§ **Extracted entries**:

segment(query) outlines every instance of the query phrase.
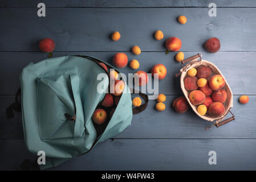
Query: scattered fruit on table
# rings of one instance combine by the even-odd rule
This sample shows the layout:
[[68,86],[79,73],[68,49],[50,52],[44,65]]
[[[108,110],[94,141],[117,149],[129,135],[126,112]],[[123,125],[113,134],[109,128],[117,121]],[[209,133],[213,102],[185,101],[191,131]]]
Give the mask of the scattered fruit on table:
[[113,108],[109,113],[109,117],[111,118],[113,116],[113,114],[114,114],[115,111],[116,110],[116,108]]
[[197,68],[197,77],[208,79],[212,73],[212,69],[206,66],[200,66]]
[[119,32],[113,32],[111,35],[112,40],[113,41],[117,41],[120,39],[121,35]]
[[209,106],[213,103],[213,99],[210,96],[207,96],[205,97],[205,101],[202,104],[206,106],[207,109],[208,109]]
[[99,64],[100,64],[107,72],[108,72],[108,68],[107,68],[107,66],[105,64],[104,64],[103,63],[99,63]]
[[156,105],[156,110],[161,111],[165,109],[165,105],[162,102],[158,102]]
[[209,86],[213,90],[221,89],[225,85],[224,78],[221,75],[215,75],[209,80]]
[[118,73],[115,70],[111,70],[109,72],[109,77],[112,80],[117,80],[118,78]]
[[201,115],[204,115],[206,114],[207,112],[207,107],[204,104],[200,105],[197,107],[197,112],[200,114]]
[[164,34],[161,30],[157,30],[155,32],[155,38],[156,40],[161,40],[164,38]]
[[126,67],[128,63],[128,57],[126,54],[118,52],[113,57],[113,63],[118,68]]
[[179,52],[175,55],[175,59],[178,62],[181,62],[184,59],[184,53],[183,52]]
[[159,75],[159,80],[164,79],[167,73],[167,69],[165,66],[162,64],[156,64],[152,69],[151,69],[151,74],[154,76],[154,74],[156,73]]
[[178,51],[181,48],[181,40],[176,37],[169,38],[165,42],[165,47],[168,51]]
[[209,106],[209,114],[213,117],[220,117],[225,113],[225,107],[222,103],[215,102]]
[[200,105],[205,101],[205,95],[198,90],[193,90],[189,93],[189,98],[193,105]]
[[210,96],[213,92],[213,89],[209,86],[209,81],[205,86],[199,88],[199,90],[202,91],[202,92],[205,94],[205,96]]
[[138,71],[135,73],[135,84],[139,86],[146,85],[149,80],[148,74],[143,71]]
[[239,98],[239,102],[241,104],[246,104],[249,101],[249,97],[247,96],[242,96]]
[[123,81],[115,80],[115,82],[110,85],[110,91],[113,95],[119,96],[122,94],[125,86],[125,84]]
[[130,67],[133,69],[138,69],[140,67],[140,63],[136,59],[133,59],[130,62]]
[[141,100],[140,97],[136,97],[132,100],[132,105],[135,107],[139,107],[141,105]]
[[159,102],[164,102],[166,100],[166,96],[165,96],[162,93],[159,94],[157,98],[156,99]]
[[107,112],[103,109],[97,109],[95,110],[92,114],[92,120],[97,124],[101,125],[107,119]]
[[184,86],[186,90],[188,91],[192,91],[197,89],[198,88],[197,80],[198,78],[196,77],[186,77],[184,80]]
[[132,47],[132,52],[133,52],[133,53],[136,55],[139,55],[141,52],[141,51],[140,50],[140,48],[137,46],[134,46]]
[[196,76],[197,75],[197,69],[194,68],[190,69],[188,71],[188,75],[191,77]]
[[175,111],[180,114],[186,112],[189,108],[189,104],[185,97],[176,98],[172,103],[172,106]]
[[114,101],[115,101],[115,104],[117,105],[118,103],[119,102],[120,99],[121,97],[120,96],[115,96],[114,97]]
[[54,41],[50,38],[45,38],[39,42],[39,49],[44,52],[51,52],[55,48]]
[[205,43],[204,47],[207,51],[215,53],[221,48],[221,42],[218,38],[212,38],[207,40]]
[[185,16],[180,16],[178,18],[178,21],[180,23],[185,24],[186,23],[186,17]]
[[205,78],[199,78],[197,80],[197,85],[199,87],[204,87],[207,84],[207,80]]
[[227,94],[225,90],[220,89],[213,92],[212,97],[213,101],[224,103],[227,99]]
[[111,107],[114,104],[113,96],[109,93],[106,93],[101,102],[101,105],[104,107]]

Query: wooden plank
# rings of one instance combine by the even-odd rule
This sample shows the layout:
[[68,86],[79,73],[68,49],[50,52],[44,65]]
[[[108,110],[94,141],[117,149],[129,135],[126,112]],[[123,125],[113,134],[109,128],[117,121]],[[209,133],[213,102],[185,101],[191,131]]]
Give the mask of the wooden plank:
[[[2,0],[0,2],[2,7],[35,7],[42,2],[39,0]],[[210,0],[44,0],[47,7],[208,7]],[[230,1],[216,0],[217,7],[255,7],[253,0]]]
[[[56,51],[129,51],[134,45],[143,51],[164,51],[166,39],[177,36],[182,51],[204,51],[203,44],[216,36],[221,51],[255,51],[256,18],[254,8],[218,9],[210,17],[206,8],[48,9],[46,17],[37,16],[38,9],[0,9],[0,51],[38,51],[38,42],[52,38]],[[188,18],[178,23],[180,15]],[[164,39],[153,34],[161,30]],[[119,31],[120,40],[111,34]],[[234,35],[235,32],[235,35]]]
[[[142,52],[140,55],[125,52],[129,61],[137,59],[140,67],[138,69],[151,73],[152,67],[161,63],[167,68],[166,77],[159,82],[159,92],[166,94],[182,94],[180,78],[174,75],[179,72],[181,64],[174,60],[174,52],[165,55],[164,52]],[[197,52],[185,52],[185,57],[197,54]],[[112,56],[116,52],[54,52],[58,57],[71,54],[83,54],[98,57],[112,64]],[[200,52],[203,58],[216,64],[224,74],[234,94],[255,94],[256,53],[255,52],[222,52],[209,53]],[[47,53],[42,52],[0,52],[0,95],[14,95],[19,87],[19,75],[22,69],[30,62],[36,63],[47,58]],[[128,75],[135,73],[129,65],[120,71]]]
[[[135,97],[135,96],[133,96]],[[231,111],[235,121],[216,128],[205,130],[211,123],[199,118],[192,109],[180,114],[171,107],[177,96],[167,96],[165,110],[155,109],[156,101],[149,101],[148,107],[135,115],[132,125],[115,138],[256,138],[256,96],[250,96],[246,105],[238,102],[239,96],[234,96]],[[13,96],[0,96],[0,138],[22,138],[21,115],[15,113],[15,118],[6,119],[6,109],[14,101]],[[228,114],[228,117],[230,114]]]
[[[25,159],[35,159],[23,142],[0,140],[0,169],[18,169]],[[255,139],[109,140],[50,170],[255,170]],[[208,163],[213,150],[216,165]]]

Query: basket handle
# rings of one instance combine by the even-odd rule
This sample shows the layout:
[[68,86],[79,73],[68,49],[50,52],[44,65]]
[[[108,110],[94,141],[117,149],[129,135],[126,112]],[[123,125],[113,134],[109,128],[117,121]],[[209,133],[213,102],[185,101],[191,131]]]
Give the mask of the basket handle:
[[[188,57],[187,59],[184,59],[184,60],[181,61],[181,65],[183,67],[183,65],[188,62],[189,62],[192,60],[193,60],[194,59],[197,59],[198,58],[200,58],[200,60],[202,59],[202,55],[201,55],[199,53],[196,54],[196,55],[192,56],[191,57]],[[180,76],[180,75],[181,74],[181,72],[180,72],[178,73],[175,74],[175,77],[177,77]]]

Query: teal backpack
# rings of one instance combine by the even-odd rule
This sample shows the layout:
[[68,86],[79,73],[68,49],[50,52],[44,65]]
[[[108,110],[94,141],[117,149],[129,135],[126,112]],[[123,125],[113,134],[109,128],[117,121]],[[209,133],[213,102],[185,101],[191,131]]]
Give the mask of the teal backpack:
[[[92,121],[92,115],[105,96],[97,92],[98,84],[105,82],[105,90],[109,84],[101,62],[119,73],[99,59],[83,55],[51,58],[30,63],[23,69],[20,80],[25,142],[33,154],[43,151],[46,157],[45,164],[38,166],[36,161],[30,163],[31,166],[46,169],[88,152],[96,144],[122,132],[131,125],[133,114],[146,108],[148,96],[141,93],[145,104],[132,108],[131,92],[124,80],[126,92],[112,117],[108,114],[107,122],[100,125]],[[104,74],[103,81],[97,80],[100,73]],[[12,110],[19,110],[18,102],[16,98],[7,115]],[[27,164],[26,160],[22,168],[31,169]]]

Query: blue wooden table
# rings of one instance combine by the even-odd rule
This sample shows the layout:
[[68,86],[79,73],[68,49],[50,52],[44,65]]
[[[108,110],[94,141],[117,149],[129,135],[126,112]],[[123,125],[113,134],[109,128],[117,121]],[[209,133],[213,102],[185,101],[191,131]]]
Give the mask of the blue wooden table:
[[[37,5],[44,2],[46,17],[37,16]],[[208,5],[217,5],[217,16],[208,15]],[[185,15],[181,24],[177,18]],[[132,125],[114,138],[96,146],[88,154],[52,169],[67,170],[256,169],[256,2],[245,1],[0,1],[0,169],[19,169],[24,159],[35,156],[26,151],[21,115],[6,119],[6,109],[19,87],[19,75],[29,63],[46,59],[38,42],[51,38],[56,43],[53,56],[69,54],[94,56],[112,63],[117,52],[135,59],[140,69],[149,72],[157,63],[168,73],[159,83],[167,96],[165,110],[155,110],[151,100],[143,113],[133,117]],[[161,30],[164,38],[156,41]],[[121,38],[114,42],[114,31]],[[236,119],[206,131],[210,123],[190,109],[179,114],[171,107],[182,95],[178,78],[181,68],[174,57],[165,54],[166,39],[177,36],[181,51],[188,57],[199,52],[216,64],[234,94]],[[206,52],[202,45],[209,38],[220,39],[221,49]],[[131,47],[140,46],[133,55]],[[120,69],[133,73],[129,66]],[[250,101],[238,100],[246,94]],[[217,153],[217,164],[209,165],[208,153]]]

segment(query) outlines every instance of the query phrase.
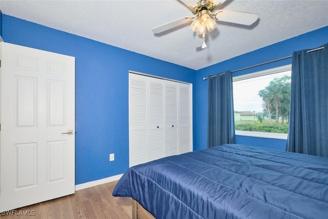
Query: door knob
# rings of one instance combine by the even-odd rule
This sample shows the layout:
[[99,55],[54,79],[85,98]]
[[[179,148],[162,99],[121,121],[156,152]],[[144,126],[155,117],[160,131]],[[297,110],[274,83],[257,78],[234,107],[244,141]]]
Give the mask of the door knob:
[[61,132],[61,134],[67,134],[67,135],[73,134],[73,130],[71,129],[69,130],[67,130],[67,132]]

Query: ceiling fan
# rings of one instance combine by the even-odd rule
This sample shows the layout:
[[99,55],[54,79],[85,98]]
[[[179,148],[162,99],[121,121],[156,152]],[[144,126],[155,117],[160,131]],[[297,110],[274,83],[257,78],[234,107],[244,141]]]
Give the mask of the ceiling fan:
[[216,21],[248,26],[254,24],[258,18],[258,14],[219,10],[219,6],[227,0],[198,0],[198,2],[193,6],[188,6],[182,1],[178,1],[188,7],[195,15],[193,17],[184,17],[155,27],[152,29],[153,32],[160,33],[194,19],[190,25],[190,29],[196,33],[195,42],[196,47],[201,47],[202,49],[207,47],[205,43],[207,31],[213,31],[217,26],[213,18]]

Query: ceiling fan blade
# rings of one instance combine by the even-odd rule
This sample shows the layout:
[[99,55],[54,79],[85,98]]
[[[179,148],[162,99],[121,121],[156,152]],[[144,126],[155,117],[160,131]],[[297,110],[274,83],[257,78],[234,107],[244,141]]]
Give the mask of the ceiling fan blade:
[[219,6],[224,3],[227,0],[213,0],[213,3],[215,4],[216,6]]
[[215,19],[243,25],[251,25],[258,18],[258,14],[238,11],[219,10],[214,16]]
[[177,27],[179,25],[181,25],[183,24],[186,24],[186,23],[189,22],[192,19],[192,17],[186,17],[181,19],[177,19],[176,21],[174,21],[173,22],[165,24],[163,25],[161,25],[160,26],[155,27],[153,28],[152,30],[154,33],[159,33],[162,32],[164,32],[165,31],[170,30],[174,27]]
[[204,39],[202,34],[198,34],[196,33],[195,37],[195,46],[196,46],[196,47],[200,47],[203,45],[204,41]]

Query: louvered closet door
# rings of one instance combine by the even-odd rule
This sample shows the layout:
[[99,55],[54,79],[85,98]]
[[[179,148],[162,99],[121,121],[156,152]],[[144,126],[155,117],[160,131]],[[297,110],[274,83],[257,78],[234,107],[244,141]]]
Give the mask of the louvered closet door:
[[179,87],[179,154],[192,151],[192,87],[182,84]]
[[191,84],[129,73],[130,166],[192,150]]
[[129,154],[132,167],[148,161],[148,110],[145,77],[129,74]]
[[165,156],[164,80],[149,77],[150,160]]
[[166,156],[176,155],[178,153],[178,90],[179,84],[166,81]]

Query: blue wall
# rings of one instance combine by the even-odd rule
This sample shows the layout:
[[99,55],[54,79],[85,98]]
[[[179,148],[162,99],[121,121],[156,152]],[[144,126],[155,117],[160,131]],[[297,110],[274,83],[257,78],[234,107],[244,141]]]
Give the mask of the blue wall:
[[[195,70],[5,14],[2,18],[5,42],[75,57],[76,185],[129,168],[129,70],[195,84]],[[112,153],[115,161],[110,162]]]
[[[5,14],[2,17],[5,42],[75,57],[76,185],[122,173],[129,167],[129,70],[193,84],[194,150],[199,150],[206,148],[207,138],[208,81],[203,77],[289,56],[328,41],[326,27],[195,71]],[[233,76],[291,63],[286,59]],[[286,144],[285,140],[242,136],[236,140],[278,150],[284,150]],[[109,162],[112,153],[115,160]]]
[[[207,104],[208,81],[203,77],[224,72],[225,70],[234,70],[259,63],[274,60],[292,55],[294,51],[319,47],[328,42],[328,26],[300,35],[285,41],[265,47],[251,52],[231,58],[207,68],[199,70],[196,78],[196,89],[195,94],[197,99],[196,110],[196,149],[204,149],[207,144]],[[224,52],[224,51],[222,51]],[[219,53],[217,55],[220,55]],[[274,63],[233,73],[233,76],[254,72],[272,68],[291,64],[289,58]],[[236,143],[257,147],[283,150],[285,148],[286,140],[260,137],[237,136]]]

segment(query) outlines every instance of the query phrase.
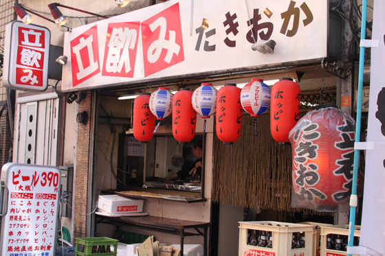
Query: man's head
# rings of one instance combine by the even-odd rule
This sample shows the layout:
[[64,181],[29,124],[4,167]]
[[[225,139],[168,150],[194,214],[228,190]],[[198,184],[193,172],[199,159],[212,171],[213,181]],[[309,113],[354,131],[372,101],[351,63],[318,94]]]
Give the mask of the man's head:
[[191,152],[195,157],[195,159],[199,159],[202,157],[203,150],[202,150],[202,141],[200,139],[194,139],[191,141]]

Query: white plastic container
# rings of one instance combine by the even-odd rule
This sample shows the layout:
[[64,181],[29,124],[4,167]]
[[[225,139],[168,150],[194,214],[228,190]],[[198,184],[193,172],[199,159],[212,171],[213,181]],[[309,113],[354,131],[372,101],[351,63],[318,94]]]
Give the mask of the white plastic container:
[[[310,256],[312,254],[313,226],[311,225],[272,221],[239,223],[239,256]],[[272,232],[273,248],[248,244],[248,230],[250,229]],[[305,248],[292,249],[292,238],[294,232],[305,232]]]
[[140,213],[143,200],[117,195],[99,196],[98,208],[109,213]]
[[[305,224],[306,225],[313,226],[313,256],[320,256],[321,249],[320,247],[321,240],[321,226],[333,226],[332,224],[324,224],[318,222],[300,222],[298,224]],[[316,226],[318,226],[315,229]]]
[[[333,225],[329,226],[321,226],[321,256],[344,256],[347,255],[346,252],[341,251],[336,251],[327,249],[327,235],[336,234],[341,235],[349,235],[349,225]],[[354,236],[358,237],[361,235],[361,226],[354,226]],[[358,256],[357,254],[353,255]]]
[[[180,244],[171,244],[170,246],[180,249]],[[204,246],[201,244],[184,244],[183,255],[181,256],[203,256]]]

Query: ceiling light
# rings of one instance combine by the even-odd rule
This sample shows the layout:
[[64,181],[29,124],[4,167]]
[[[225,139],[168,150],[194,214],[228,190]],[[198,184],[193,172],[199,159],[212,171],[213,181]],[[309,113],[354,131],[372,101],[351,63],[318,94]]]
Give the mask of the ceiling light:
[[135,98],[137,97],[138,96],[139,96],[139,94],[132,95],[122,96],[122,97],[118,97],[118,100],[130,100],[130,99],[135,99]]
[[57,59],[56,59],[56,62],[61,64],[62,65],[65,65],[65,63],[67,63],[67,56],[59,56]]
[[129,1],[130,0],[116,0],[116,4],[119,7],[126,6],[127,4],[129,4]]
[[252,49],[262,54],[273,54],[276,45],[276,43],[274,40],[260,40],[252,45]]
[[51,14],[52,14],[52,16],[55,19],[55,23],[56,23],[58,26],[63,26],[67,22],[67,18],[65,18],[65,16],[62,14],[60,11],[56,7],[56,4],[54,3],[50,3],[48,7],[51,10]]
[[61,26],[60,30],[62,32],[72,32],[72,29],[71,27],[66,27],[66,26]]
[[17,13],[17,15],[21,19],[23,23],[25,25],[30,24],[32,21],[32,16],[27,13],[24,9],[20,5],[15,5],[13,7],[14,10]]
[[204,19],[202,21],[202,27],[205,30],[208,28],[208,22],[207,22],[207,19]]

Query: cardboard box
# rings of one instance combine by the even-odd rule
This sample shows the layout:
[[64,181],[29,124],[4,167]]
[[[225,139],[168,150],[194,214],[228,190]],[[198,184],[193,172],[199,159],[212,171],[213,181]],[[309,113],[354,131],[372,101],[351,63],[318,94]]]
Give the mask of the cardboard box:
[[140,213],[143,210],[143,200],[118,195],[99,196],[98,208],[109,213]]
[[118,243],[118,250],[116,253],[116,256],[126,256],[127,245],[126,244]]
[[[171,244],[174,249],[180,249],[180,244]],[[204,246],[201,244],[184,244],[183,255],[181,256],[203,256]]]
[[126,244],[127,247],[127,256],[138,256],[138,248],[142,243]]

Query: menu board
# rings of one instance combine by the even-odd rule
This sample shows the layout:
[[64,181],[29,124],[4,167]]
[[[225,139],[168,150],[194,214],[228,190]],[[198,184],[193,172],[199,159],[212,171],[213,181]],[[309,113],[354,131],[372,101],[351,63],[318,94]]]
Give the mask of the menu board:
[[144,156],[144,143],[135,139],[133,136],[129,136],[127,146],[127,156]]
[[[7,214],[1,220],[2,256],[54,256],[60,170],[54,166],[7,163],[1,169]],[[3,207],[5,205],[3,205]],[[6,209],[3,209],[4,213]]]

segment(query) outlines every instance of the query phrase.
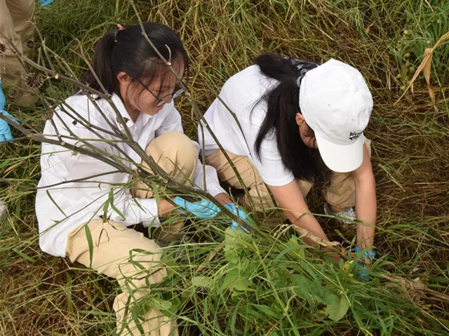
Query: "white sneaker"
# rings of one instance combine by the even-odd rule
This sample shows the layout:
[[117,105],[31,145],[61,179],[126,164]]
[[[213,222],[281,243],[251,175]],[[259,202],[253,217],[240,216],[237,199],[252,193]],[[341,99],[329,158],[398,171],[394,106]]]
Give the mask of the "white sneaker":
[[0,223],[6,217],[6,205],[5,202],[0,199]]
[[327,203],[324,205],[324,213],[329,216],[339,217],[335,218],[335,220],[340,224],[354,224],[354,221],[356,219],[354,208],[349,207],[340,213],[334,213],[330,210]]

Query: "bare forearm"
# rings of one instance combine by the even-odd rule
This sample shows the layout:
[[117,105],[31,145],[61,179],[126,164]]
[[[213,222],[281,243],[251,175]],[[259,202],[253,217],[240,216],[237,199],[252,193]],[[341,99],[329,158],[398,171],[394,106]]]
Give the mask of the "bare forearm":
[[[302,229],[307,230],[314,236],[320,238],[326,241],[329,241],[326,236],[323,228],[316,220],[316,218],[311,215],[307,213],[300,214],[299,213],[294,213],[293,211],[284,210],[284,213],[287,216],[287,218],[294,224]],[[303,237],[304,241],[312,246],[318,246],[317,243],[309,239],[307,236]]]
[[159,217],[167,217],[175,213],[179,215],[179,213],[176,211],[176,206],[173,205],[168,201],[161,199],[159,206],[157,211]]
[[373,246],[377,217],[374,178],[356,188],[356,213],[357,219],[362,222],[357,224],[357,246],[360,249]]

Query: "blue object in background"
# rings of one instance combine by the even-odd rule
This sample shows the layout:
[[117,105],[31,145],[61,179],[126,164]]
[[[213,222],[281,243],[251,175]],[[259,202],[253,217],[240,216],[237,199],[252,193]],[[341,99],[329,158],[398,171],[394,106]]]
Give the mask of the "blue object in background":
[[[243,220],[247,224],[249,224],[248,215],[246,215],[246,213],[244,210],[241,210],[240,208],[237,208],[237,207],[234,203],[229,203],[229,204],[225,204],[224,206],[230,212],[232,212],[234,215],[235,215],[239,218],[240,218],[241,220]],[[234,230],[236,230],[238,227],[239,227],[239,225],[237,224],[237,223],[235,221],[232,221],[232,223],[231,223],[231,228]],[[241,225],[240,227],[245,232],[248,233],[248,230],[245,229]]]
[[[356,249],[354,250],[354,252],[356,253],[359,253],[361,252],[360,248],[356,248]],[[362,255],[362,257],[360,259],[363,260],[366,258],[372,261],[375,257],[376,257],[375,252],[366,251],[365,253],[363,253],[363,255]],[[366,265],[365,264],[361,265],[358,263],[358,262],[356,262],[356,264],[359,267],[361,267],[363,269],[368,270],[368,267],[366,267]],[[358,276],[359,278],[361,278],[362,282],[367,283],[370,281],[370,276],[363,271],[357,271],[357,276]]]
[[[177,206],[200,218],[213,218],[220,213],[220,208],[210,201],[203,197],[200,199],[200,201],[197,202],[189,202],[182,197],[177,196],[173,201]],[[179,211],[183,213],[182,211]]]

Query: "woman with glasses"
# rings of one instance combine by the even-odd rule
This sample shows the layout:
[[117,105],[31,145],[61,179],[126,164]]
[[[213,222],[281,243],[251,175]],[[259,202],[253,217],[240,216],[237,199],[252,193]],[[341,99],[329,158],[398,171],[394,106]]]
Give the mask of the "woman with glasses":
[[265,217],[277,206],[295,225],[328,241],[304,200],[326,175],[325,213],[351,225],[359,220],[356,250],[373,257],[375,182],[363,136],[373,99],[360,72],[335,60],[316,65],[264,54],[228,79],[220,98],[204,118],[241,180],[203,124],[200,147],[220,181],[246,189],[241,203]]
[[[55,109],[43,134],[53,140],[76,138],[63,137],[66,143],[93,146],[129,168],[152,173],[146,163],[140,165],[141,156],[123,141],[123,135],[128,135],[173,179],[199,187],[205,180],[210,194],[229,210],[236,209],[212,167],[205,167],[203,177],[198,145],[183,134],[173,104],[182,92],[178,79],[189,72],[181,41],[162,24],[144,22],[143,27],[177,76],[159,58],[138,25],[119,26],[100,41],[93,72],[88,71],[83,79],[93,89],[109,94],[110,100],[78,92]],[[175,230],[180,225],[167,229],[170,224],[164,224],[164,218],[171,223],[170,217],[182,217],[181,214],[211,218],[220,209],[205,199],[189,202],[168,195],[171,201],[156,200],[156,190],[145,183],[130,184],[128,174],[60,146],[43,144],[41,152],[36,211],[42,250],[117,279],[123,290],[114,302],[118,334],[140,335],[142,330],[145,335],[177,335],[175,320],[154,307],[142,310],[142,304],[135,305],[145,298],[148,285],[161,282],[167,272],[160,263],[161,250],[156,243],[129,227],[157,227],[154,234],[159,239],[172,240],[179,237]],[[162,189],[159,192],[167,194]]]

§ **To do**: Convert the lines from the one containing "Query: white plastic container" through the one containing "[[140,213],[143,200],[117,195],[99,196],[98,208],[109,213]]", both included, into a JSON list of strings with one string per line and blank lines left out.

§ **Answer below**:
[
  "Query: white plastic container",
  "# rings of one instance combine by the even-odd rule",
  "This sample shows the layout:",
  "[[64,181],[29,124],[4,167]]",
  "[[[225,139],[168,150],[194,214],[228,190]],[[198,184],[193,172],[199,159],[212,171],[213,181]],[[309,113],[354,131],[372,101],[351,63],[318,94]]]",
  "Give the mask of the white plastic container:",
  "[[[310,256],[312,254],[313,226],[311,225],[272,221],[239,223],[239,256]],[[272,232],[273,248],[248,244],[248,230],[250,229]],[[305,248],[292,249],[292,238],[294,232],[305,232]]]",
  "[[140,213],[143,200],[117,195],[99,196],[98,208],[109,213]]"
]